### DATASET EXTRACT:
BEGIN
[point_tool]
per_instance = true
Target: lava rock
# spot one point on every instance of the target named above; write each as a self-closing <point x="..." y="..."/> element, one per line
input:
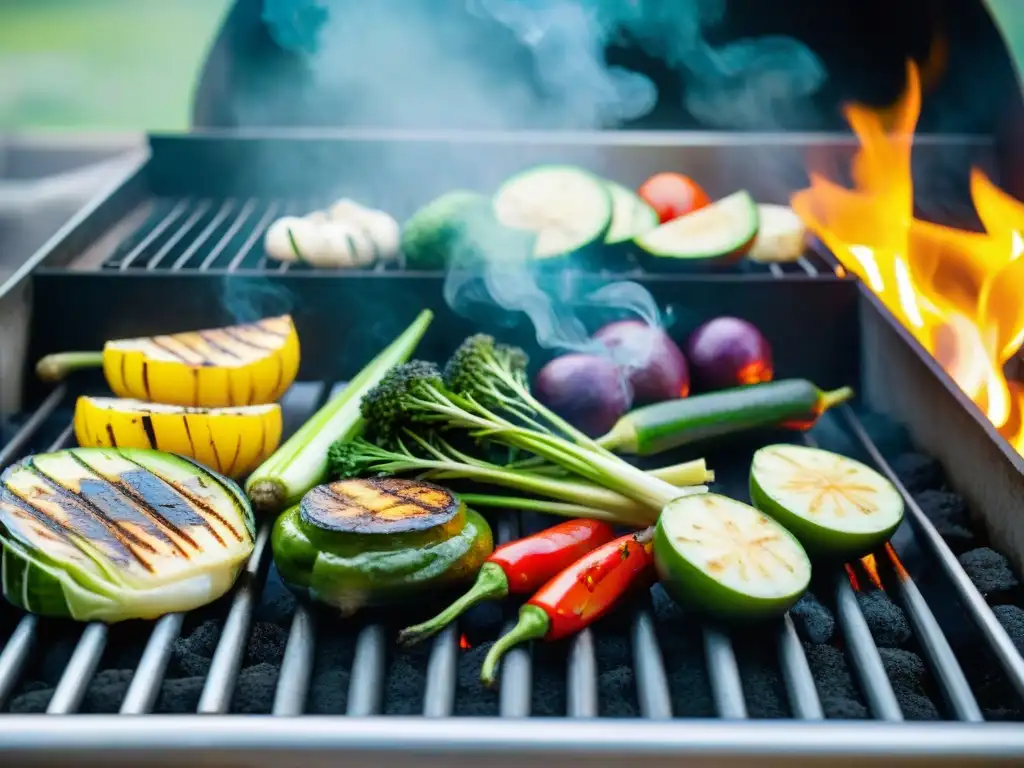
<point x="1012" y="619"/>
<point x="107" y="691"/>
<point x="990" y="572"/>
<point x="948" y="513"/>
<point x="909" y="678"/>
<point x="885" y="619"/>
<point x="266" y="644"/>
<point x="814" y="622"/>
<point x="254" y="691"/>
<point x="179" y="696"/>
<point x="918" y="472"/>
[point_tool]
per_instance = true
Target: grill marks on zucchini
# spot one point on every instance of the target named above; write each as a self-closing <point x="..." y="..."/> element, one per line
<point x="383" y="505"/>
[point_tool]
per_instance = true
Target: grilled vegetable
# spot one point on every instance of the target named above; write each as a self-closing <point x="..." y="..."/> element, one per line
<point x="795" y="403"/>
<point x="588" y="390"/>
<point x="834" y="505"/>
<point x="301" y="462"/>
<point x="631" y="216"/>
<point x="357" y="543"/>
<point x="247" y="365"/>
<point x="726" y="558"/>
<point x="781" y="236"/>
<point x="566" y="208"/>
<point x="229" y="440"/>
<point x="115" y="534"/>
<point x="728" y="352"/>
<point x="651" y="360"/>
<point x="718" y="235"/>
<point x="519" y="567"/>
<point x="673" y="195"/>
<point x="578" y="596"/>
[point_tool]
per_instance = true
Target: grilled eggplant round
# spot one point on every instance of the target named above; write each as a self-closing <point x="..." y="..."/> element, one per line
<point x="116" y="534"/>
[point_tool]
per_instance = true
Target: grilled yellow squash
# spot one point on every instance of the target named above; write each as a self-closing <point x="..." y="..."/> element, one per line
<point x="246" y="365"/>
<point x="229" y="440"/>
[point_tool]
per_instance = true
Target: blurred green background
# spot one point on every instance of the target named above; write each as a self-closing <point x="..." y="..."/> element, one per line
<point x="103" y="65"/>
<point x="131" y="65"/>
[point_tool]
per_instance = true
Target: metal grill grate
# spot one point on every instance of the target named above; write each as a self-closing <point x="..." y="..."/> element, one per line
<point x="204" y="235"/>
<point x="654" y="700"/>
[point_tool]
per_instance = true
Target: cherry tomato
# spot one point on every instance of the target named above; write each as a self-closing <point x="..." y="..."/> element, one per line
<point x="673" y="195"/>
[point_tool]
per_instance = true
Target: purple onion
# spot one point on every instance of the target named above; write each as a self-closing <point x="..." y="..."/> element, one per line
<point x="728" y="352"/>
<point x="588" y="391"/>
<point x="653" y="364"/>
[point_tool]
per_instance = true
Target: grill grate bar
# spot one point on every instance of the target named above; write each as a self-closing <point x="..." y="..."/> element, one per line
<point x="726" y="686"/>
<point x="803" y="694"/>
<point x="226" y="663"/>
<point x="970" y="597"/>
<point x="170" y="218"/>
<point x="863" y="654"/>
<point x="144" y="685"/>
<point x="210" y="228"/>
<point x="439" y="692"/>
<point x="179" y="233"/>
<point x="228" y="236"/>
<point x="652" y="685"/>
<point x="955" y="689"/>
<point x="581" y="694"/>
<point x="297" y="666"/>
<point x="254" y="236"/>
<point x="78" y="674"/>
<point x="366" y="690"/>
<point x="516" y="680"/>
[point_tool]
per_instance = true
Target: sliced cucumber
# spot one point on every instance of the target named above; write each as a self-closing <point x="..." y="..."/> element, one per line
<point x="567" y="209"/>
<point x="631" y="216"/>
<point x="718" y="235"/>
<point x="835" y="505"/>
<point x="728" y="559"/>
<point x="781" y="236"/>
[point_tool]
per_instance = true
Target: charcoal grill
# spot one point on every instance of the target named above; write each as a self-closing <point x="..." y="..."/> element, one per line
<point x="178" y="244"/>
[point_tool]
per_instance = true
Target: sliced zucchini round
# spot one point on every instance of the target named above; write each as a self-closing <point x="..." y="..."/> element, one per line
<point x="566" y="208"/>
<point x="835" y="505"/>
<point x="631" y="215"/>
<point x="718" y="235"/>
<point x="728" y="559"/>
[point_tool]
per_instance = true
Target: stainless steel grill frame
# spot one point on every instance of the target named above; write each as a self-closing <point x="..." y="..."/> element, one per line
<point x="436" y="738"/>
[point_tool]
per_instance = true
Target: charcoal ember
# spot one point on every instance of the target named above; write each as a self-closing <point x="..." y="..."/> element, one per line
<point x="918" y="472"/>
<point x="948" y="513"/>
<point x="615" y="686"/>
<point x="107" y="691"/>
<point x="885" y="619"/>
<point x="472" y="698"/>
<point x="830" y="673"/>
<point x="1012" y="619"/>
<point x="179" y="696"/>
<point x="909" y="680"/>
<point x="407" y="681"/>
<point x="254" y="690"/>
<point x="814" y="622"/>
<point x="682" y="652"/>
<point x="266" y="644"/>
<point x="990" y="572"/>
<point x="32" y="702"/>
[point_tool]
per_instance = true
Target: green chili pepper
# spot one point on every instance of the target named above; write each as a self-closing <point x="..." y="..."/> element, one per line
<point x="358" y="543"/>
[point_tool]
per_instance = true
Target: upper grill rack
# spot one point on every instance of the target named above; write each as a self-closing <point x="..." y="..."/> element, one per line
<point x="210" y="235"/>
<point x="366" y="688"/>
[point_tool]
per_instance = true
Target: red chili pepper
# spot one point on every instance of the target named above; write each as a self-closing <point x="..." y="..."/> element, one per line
<point x="519" y="567"/>
<point x="579" y="596"/>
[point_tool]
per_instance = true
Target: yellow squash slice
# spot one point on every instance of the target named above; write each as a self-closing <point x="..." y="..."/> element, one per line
<point x="246" y="365"/>
<point x="229" y="440"/>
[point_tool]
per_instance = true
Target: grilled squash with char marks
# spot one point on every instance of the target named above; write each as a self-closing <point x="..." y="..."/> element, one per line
<point x="246" y="365"/>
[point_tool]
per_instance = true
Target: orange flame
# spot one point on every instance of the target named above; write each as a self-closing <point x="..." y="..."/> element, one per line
<point x="960" y="293"/>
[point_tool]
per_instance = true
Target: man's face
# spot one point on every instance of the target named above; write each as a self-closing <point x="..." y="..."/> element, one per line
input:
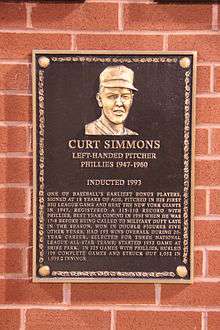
<point x="115" y="103"/>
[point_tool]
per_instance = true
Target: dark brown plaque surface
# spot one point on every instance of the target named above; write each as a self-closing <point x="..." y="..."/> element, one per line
<point x="113" y="167"/>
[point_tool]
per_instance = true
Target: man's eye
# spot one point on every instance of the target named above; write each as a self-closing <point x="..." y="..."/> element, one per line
<point x="112" y="97"/>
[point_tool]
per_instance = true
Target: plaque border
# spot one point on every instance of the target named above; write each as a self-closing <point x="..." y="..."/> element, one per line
<point x="34" y="96"/>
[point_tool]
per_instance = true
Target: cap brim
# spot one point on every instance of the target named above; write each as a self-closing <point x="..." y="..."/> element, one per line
<point x="119" y="83"/>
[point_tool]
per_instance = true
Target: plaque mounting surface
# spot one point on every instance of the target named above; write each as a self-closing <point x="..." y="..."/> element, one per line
<point x="113" y="166"/>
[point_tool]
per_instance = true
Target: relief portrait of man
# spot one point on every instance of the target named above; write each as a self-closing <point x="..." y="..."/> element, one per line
<point x="115" y="98"/>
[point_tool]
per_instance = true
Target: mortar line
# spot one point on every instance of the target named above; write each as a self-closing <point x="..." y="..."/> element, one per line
<point x="212" y="78"/>
<point x="157" y="294"/>
<point x="73" y="42"/>
<point x="23" y="319"/>
<point x="204" y="321"/>
<point x="209" y="141"/>
<point x="28" y="15"/>
<point x="117" y="32"/>
<point x="215" y="17"/>
<point x="108" y="308"/>
<point x="165" y="42"/>
<point x="113" y="319"/>
<point x="208" y="157"/>
<point x="67" y="293"/>
<point x="207" y="202"/>
<point x="205" y="263"/>
<point x="120" y="16"/>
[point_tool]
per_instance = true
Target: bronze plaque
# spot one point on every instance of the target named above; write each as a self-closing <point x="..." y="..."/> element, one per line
<point x="113" y="166"/>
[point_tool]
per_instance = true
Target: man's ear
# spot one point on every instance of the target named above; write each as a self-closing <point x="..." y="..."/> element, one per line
<point x="99" y="100"/>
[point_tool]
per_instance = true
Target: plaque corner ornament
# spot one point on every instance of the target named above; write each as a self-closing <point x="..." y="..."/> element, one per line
<point x="181" y="271"/>
<point x="185" y="62"/>
<point x="43" y="62"/>
<point x="44" y="271"/>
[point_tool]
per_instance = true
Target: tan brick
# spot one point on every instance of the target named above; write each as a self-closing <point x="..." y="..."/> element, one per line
<point x="12" y="15"/>
<point x="207" y="172"/>
<point x="142" y="16"/>
<point x="11" y="317"/>
<point x="15" y="108"/>
<point x="130" y="320"/>
<point x="207" y="232"/>
<point x="68" y="320"/>
<point x="197" y="294"/>
<point x="15" y="170"/>
<point x="20" y="45"/>
<point x="14" y="76"/>
<point x="203" y="79"/>
<point x="198" y="259"/>
<point x="214" y="263"/>
<point x="200" y="202"/>
<point x="215" y="141"/>
<point x="13" y="139"/>
<point x="207" y="46"/>
<point x="87" y="16"/>
<point x="112" y="294"/>
<point x="26" y="292"/>
<point x="207" y="110"/>
<point x="215" y="202"/>
<point x="217" y="79"/>
<point x="16" y="231"/>
<point x="111" y="41"/>
<point x="12" y="200"/>
<point x="10" y="260"/>
<point x="201" y="141"/>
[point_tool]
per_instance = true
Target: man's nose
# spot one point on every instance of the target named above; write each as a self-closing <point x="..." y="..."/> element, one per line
<point x="119" y="101"/>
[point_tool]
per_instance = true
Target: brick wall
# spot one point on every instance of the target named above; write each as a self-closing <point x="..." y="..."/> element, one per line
<point x="134" y="25"/>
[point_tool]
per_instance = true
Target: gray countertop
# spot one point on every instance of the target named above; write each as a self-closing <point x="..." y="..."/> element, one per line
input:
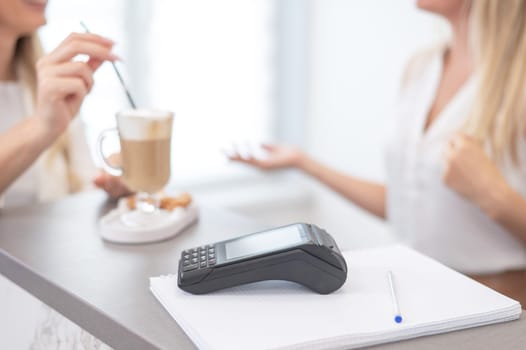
<point x="55" y="253"/>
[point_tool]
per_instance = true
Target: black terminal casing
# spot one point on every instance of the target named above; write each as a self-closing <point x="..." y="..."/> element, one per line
<point x="317" y="264"/>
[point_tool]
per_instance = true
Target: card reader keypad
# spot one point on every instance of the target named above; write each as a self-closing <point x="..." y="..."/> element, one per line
<point x="199" y="258"/>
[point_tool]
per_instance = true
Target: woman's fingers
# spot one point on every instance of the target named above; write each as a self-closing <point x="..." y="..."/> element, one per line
<point x="94" y="63"/>
<point x="112" y="185"/>
<point x="71" y="48"/>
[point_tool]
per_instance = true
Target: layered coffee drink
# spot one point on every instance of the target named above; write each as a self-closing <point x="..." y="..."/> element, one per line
<point x="145" y="137"/>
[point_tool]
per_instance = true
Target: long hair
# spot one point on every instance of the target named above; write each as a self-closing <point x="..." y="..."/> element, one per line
<point x="498" y="41"/>
<point x="27" y="52"/>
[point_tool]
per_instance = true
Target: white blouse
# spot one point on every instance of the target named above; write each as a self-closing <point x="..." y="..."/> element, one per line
<point x="422" y="210"/>
<point x="48" y="178"/>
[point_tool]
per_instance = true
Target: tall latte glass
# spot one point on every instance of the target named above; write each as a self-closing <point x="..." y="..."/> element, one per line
<point x="145" y="138"/>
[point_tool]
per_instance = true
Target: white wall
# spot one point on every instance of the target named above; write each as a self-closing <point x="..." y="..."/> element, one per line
<point x="356" y="53"/>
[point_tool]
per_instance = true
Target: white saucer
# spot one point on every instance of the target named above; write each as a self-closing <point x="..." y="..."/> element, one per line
<point x="113" y="230"/>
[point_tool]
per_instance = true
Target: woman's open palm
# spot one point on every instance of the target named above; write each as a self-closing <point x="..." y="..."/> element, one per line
<point x="277" y="157"/>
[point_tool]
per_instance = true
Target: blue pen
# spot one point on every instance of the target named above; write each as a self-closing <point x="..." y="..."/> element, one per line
<point x="394" y="300"/>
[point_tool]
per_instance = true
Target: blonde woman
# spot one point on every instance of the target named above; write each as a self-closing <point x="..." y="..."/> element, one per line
<point x="456" y="164"/>
<point x="42" y="154"/>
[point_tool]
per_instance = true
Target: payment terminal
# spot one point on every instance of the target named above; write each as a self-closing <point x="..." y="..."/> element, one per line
<point x="300" y="253"/>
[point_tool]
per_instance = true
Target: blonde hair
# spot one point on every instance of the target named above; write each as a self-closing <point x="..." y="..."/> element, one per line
<point x="498" y="39"/>
<point x="28" y="51"/>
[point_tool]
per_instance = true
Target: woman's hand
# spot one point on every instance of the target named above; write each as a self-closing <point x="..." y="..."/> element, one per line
<point x="63" y="83"/>
<point x="277" y="157"/>
<point x="471" y="173"/>
<point x="113" y="185"/>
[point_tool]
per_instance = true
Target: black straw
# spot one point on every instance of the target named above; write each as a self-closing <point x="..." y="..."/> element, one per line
<point x="130" y="99"/>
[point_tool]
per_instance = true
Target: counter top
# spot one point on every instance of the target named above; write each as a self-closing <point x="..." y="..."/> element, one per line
<point x="55" y="253"/>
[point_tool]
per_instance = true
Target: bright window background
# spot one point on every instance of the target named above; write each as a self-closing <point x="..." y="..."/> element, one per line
<point x="211" y="62"/>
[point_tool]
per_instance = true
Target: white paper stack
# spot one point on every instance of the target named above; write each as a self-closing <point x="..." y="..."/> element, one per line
<point x="281" y="315"/>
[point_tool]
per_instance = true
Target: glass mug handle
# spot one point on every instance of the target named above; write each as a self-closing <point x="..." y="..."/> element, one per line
<point x="110" y="169"/>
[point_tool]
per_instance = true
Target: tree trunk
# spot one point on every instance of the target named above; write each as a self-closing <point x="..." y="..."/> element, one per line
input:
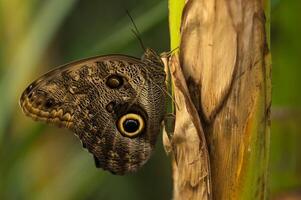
<point x="222" y="88"/>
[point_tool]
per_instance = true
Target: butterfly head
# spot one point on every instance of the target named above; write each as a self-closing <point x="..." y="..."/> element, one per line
<point x="42" y="102"/>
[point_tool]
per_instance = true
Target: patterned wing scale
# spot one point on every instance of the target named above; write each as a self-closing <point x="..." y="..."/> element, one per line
<point x="113" y="103"/>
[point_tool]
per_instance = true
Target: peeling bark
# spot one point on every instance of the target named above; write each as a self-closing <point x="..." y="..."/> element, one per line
<point x="225" y="60"/>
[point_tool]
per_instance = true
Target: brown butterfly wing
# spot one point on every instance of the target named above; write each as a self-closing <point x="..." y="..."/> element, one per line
<point x="114" y="104"/>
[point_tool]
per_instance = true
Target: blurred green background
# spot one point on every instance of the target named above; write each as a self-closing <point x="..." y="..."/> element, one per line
<point x="44" y="162"/>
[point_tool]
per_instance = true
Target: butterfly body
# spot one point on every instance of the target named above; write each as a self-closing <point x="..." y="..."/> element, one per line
<point x="114" y="104"/>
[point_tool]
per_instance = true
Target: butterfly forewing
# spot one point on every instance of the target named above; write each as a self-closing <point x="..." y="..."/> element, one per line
<point x="113" y="103"/>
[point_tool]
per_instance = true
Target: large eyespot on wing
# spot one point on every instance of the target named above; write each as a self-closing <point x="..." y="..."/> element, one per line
<point x="131" y="125"/>
<point x="114" y="81"/>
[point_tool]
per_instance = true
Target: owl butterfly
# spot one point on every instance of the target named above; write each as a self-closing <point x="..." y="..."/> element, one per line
<point x="113" y="103"/>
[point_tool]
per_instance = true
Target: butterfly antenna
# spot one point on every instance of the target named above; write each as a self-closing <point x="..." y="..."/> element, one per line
<point x="136" y="31"/>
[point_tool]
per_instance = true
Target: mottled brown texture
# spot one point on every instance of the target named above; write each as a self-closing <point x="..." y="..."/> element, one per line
<point x="89" y="96"/>
<point x="225" y="61"/>
<point x="191" y="165"/>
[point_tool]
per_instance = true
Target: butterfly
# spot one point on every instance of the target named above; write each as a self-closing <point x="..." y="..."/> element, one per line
<point x="113" y="103"/>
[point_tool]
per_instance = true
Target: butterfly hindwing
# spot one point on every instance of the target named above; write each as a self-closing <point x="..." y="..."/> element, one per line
<point x="113" y="103"/>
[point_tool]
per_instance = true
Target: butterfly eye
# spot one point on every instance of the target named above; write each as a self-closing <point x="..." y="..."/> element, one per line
<point x="49" y="103"/>
<point x="114" y="81"/>
<point x="130" y="125"/>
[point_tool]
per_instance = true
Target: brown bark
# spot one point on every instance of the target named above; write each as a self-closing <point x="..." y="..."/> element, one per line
<point x="225" y="61"/>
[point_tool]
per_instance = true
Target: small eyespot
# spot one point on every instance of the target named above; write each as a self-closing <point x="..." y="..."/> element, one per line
<point x="49" y="103"/>
<point x="130" y="125"/>
<point x="110" y="107"/>
<point x="114" y="81"/>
END
### TASK ITEM:
Starting from the first line of the listing above, write out every line exactly through the one containing "Target: grill marks on zucchini", and drop the pictures.

### SOLUTION TO THE PROBLEM:
[point_tool]
per_instance = true
Target: lava rock
# spot one point on every instance of the target named above; write each as a self-closing <point x="..." y="..."/> element, one per line
input:
<point x="1012" y="619"/>
<point x="107" y="691"/>
<point x="990" y="572"/>
<point x="948" y="513"/>
<point x="909" y="678"/>
<point x="885" y="619"/>
<point x="266" y="644"/>
<point x="814" y="622"/>
<point x="254" y="691"/>
<point x="179" y="696"/>
<point x="918" y="472"/>
[point_tool]
per_instance = true
Target: grill marks on zucchini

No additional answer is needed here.